• **Text block**:
- Opening Delimiter -
Fifteen states, led by California, filed a lawsuit over the Trump administration’s revised childhood vaccine schedule. According to the filing, which involves Arizona, California, Colorado, Connecticut, Delaware, Maine, Maryland, Michigan, Minnesota, New Jersey, New Mexico, Oregon, Rhode Island, Wisconsin, and Pennsylvania, the updated schedule “will damage public health.”
The lawsuit asserts that the CDC’s updated schedule “will damage public health by decreasing vaccine uptake and increasing rates of vaccine-preventable diseases, including by creating confusion, spreading misinformation contrary to established scientific evidence, and increasing vaccine hesitancy.”
The Trump administration appointed “unqualified” Advisory Committee on Immunization Practices (ACIP) members who “issued a dangerous hepatitis B recommendation without requisite deliberation, analysis, or process,” and then bypassed the advisory team entirely to pass by vaccine shifts, the states argue.
- Closing Delimiter -
• **Data provided**:
- Opening Delimiter -
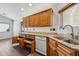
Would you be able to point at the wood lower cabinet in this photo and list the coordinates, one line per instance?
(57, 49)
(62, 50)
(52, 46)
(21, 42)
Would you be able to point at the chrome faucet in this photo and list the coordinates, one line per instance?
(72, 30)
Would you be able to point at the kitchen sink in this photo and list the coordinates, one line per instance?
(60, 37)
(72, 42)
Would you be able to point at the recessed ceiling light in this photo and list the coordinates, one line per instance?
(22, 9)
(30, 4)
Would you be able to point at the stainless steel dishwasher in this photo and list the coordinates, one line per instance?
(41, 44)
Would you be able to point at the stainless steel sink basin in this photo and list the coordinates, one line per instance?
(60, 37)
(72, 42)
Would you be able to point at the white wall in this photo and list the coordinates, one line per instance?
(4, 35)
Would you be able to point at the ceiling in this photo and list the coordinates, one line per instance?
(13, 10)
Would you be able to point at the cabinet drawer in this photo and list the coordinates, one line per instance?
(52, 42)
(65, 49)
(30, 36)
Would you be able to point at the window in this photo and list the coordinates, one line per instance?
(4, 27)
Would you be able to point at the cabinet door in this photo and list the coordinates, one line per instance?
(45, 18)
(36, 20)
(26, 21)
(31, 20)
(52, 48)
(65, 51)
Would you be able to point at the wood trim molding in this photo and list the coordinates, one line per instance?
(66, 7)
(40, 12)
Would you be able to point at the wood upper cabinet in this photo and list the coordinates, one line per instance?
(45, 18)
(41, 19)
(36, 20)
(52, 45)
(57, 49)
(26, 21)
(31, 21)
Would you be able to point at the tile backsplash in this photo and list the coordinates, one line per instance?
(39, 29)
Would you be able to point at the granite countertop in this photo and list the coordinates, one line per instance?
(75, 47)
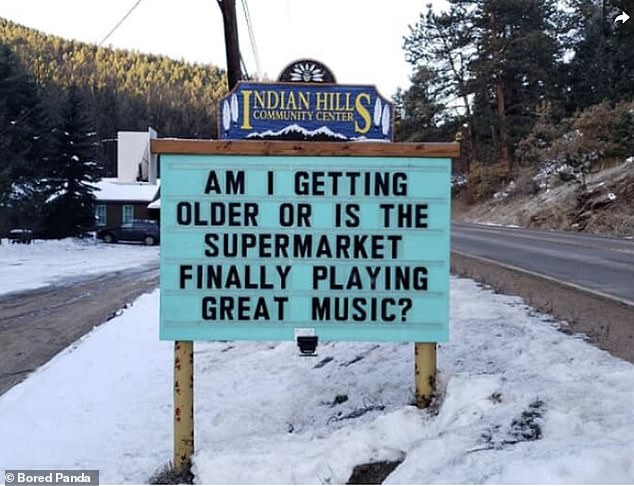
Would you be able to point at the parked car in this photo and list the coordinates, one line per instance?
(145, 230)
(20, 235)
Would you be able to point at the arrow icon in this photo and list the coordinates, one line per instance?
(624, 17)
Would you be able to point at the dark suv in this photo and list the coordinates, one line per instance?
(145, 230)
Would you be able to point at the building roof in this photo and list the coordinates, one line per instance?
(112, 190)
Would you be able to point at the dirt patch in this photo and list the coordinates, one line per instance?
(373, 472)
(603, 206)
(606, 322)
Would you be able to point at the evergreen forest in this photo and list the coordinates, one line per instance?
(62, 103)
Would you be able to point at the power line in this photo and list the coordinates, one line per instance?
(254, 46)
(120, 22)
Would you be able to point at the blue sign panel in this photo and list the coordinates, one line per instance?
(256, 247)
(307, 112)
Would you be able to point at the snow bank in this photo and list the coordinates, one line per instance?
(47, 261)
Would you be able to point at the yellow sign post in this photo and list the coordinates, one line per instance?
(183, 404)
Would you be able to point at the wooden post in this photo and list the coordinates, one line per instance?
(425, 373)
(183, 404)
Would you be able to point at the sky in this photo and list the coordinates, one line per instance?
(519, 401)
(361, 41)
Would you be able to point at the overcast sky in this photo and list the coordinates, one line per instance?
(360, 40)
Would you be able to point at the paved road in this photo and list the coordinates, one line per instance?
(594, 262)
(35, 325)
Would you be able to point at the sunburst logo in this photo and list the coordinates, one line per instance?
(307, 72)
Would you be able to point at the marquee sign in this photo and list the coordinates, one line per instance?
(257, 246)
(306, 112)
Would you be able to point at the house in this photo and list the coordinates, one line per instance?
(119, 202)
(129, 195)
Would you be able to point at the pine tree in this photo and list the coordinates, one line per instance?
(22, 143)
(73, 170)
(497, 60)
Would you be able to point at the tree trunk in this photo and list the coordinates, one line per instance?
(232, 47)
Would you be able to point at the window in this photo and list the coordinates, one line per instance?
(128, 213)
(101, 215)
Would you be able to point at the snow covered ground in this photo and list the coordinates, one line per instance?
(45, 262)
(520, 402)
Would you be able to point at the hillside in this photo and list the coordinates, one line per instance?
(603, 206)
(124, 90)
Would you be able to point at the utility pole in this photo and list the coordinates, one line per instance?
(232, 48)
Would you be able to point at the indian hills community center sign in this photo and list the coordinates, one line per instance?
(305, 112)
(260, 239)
- Closing Delimiter -
- Opening Delimiter -
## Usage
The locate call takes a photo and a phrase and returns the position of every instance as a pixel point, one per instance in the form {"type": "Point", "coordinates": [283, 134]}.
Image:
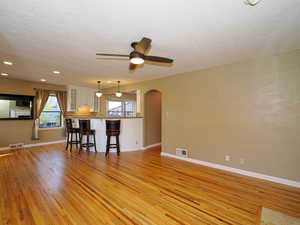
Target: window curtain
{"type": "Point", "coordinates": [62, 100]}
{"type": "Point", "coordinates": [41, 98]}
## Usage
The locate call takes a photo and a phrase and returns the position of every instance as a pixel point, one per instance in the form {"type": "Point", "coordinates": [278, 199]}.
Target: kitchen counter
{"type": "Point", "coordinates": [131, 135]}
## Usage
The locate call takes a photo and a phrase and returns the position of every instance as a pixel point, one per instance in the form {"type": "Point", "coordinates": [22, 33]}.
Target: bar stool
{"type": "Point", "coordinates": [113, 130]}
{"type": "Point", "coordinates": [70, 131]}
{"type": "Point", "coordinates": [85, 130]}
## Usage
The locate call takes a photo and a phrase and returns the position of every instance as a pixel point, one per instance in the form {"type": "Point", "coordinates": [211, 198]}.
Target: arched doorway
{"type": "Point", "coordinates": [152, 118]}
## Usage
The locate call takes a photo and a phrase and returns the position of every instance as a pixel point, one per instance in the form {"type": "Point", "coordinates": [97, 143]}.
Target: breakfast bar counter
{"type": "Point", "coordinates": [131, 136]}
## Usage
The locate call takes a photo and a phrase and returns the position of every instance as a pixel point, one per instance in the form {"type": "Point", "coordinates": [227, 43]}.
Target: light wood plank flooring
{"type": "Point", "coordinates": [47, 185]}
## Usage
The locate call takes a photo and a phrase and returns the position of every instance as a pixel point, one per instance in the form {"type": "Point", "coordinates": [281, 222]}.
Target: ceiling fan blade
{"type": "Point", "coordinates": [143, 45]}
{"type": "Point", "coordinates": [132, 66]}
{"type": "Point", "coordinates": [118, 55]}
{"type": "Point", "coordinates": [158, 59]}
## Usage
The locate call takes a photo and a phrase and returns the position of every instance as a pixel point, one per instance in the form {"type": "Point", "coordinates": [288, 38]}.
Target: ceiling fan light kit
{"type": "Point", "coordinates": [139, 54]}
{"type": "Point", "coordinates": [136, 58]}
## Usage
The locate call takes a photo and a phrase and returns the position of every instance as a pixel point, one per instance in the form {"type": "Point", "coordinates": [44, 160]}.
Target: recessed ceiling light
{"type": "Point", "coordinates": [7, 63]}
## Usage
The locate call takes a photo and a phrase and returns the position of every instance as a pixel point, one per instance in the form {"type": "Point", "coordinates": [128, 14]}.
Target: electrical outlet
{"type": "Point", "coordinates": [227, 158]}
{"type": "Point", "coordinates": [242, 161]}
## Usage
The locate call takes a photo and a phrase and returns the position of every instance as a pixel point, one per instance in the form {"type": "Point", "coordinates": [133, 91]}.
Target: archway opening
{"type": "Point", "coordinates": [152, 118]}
- Closing Delimiter -
- Opening Delimiter -
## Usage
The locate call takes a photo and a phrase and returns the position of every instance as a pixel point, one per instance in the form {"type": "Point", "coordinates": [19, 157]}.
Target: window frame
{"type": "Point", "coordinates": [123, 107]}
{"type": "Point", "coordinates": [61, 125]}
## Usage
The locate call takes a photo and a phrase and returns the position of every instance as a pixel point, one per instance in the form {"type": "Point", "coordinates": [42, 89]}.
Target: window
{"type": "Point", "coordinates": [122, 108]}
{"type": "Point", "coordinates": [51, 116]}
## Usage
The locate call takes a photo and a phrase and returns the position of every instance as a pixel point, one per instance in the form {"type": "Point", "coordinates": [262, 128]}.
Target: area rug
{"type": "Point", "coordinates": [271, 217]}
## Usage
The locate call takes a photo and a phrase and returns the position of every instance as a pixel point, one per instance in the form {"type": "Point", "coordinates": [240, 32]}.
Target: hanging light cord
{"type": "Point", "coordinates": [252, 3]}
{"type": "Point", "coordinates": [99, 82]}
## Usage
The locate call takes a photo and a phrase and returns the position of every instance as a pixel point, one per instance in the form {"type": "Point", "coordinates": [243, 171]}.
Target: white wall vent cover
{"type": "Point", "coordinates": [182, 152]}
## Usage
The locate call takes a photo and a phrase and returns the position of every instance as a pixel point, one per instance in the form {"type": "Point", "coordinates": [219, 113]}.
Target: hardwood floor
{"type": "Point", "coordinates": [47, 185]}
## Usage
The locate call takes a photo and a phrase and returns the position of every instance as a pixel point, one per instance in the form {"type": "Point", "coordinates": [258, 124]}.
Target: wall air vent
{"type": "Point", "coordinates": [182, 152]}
- Closing Delimiter -
• **Task list**:
[1] In the text about the states' vaccine-schedule lawsuit, how does the lawsuit say the CDC's updated schedule will damage public health? Answer in one to three sentences.
[2] Continue the text about the fifteen states' lawsuit over the revised childhood vaccine schedule from where it stops.

• **Answers to the exercises**:
[1] The lawsuit says the updated schedule will damage public health by decreasing vaccine uptake and increasing rates of vaccine-preventable diseases. According to the filing, it will do this by creating confusion, spreading misinformation contrary to established scientific evidence, and increasing vaccine hesitancy.

[2]
States further claim that the schedule undermines their “immunization, public health, and Medicaid programs and will cause them to incur substantial costs in preparing for, responding to, and treating higher incidences of vaccine-preventable illnesses and disease outbreaks.”
Under new guidance, ten vaccines are considered to be of international consensus: diphtheria, tetanus, acellular pertussis (whooping cough), Haemophilus influenzae type b (Hib), Pneumococcal conjugate, polio, measles, mumps, rubella, and human papillomavirus (HPV). HHS also recommends that children receive the chickenpox vaccine. High-risk groups are recommended to receive the respiratory syncytial virus (RSV), hepatitis A, hepatitis B, dengue, meningococcal ACWY, and meningococcal B vaccines.
According to an assessment document, the analysis “compares the U.S. with peer nations, examines vaccine uptake and trust, addresses clinical and epidemiological considerations and knowledge gaps, analyzes vaccine mandates, and outlines recommendations and next steps for immediate and long-term action.”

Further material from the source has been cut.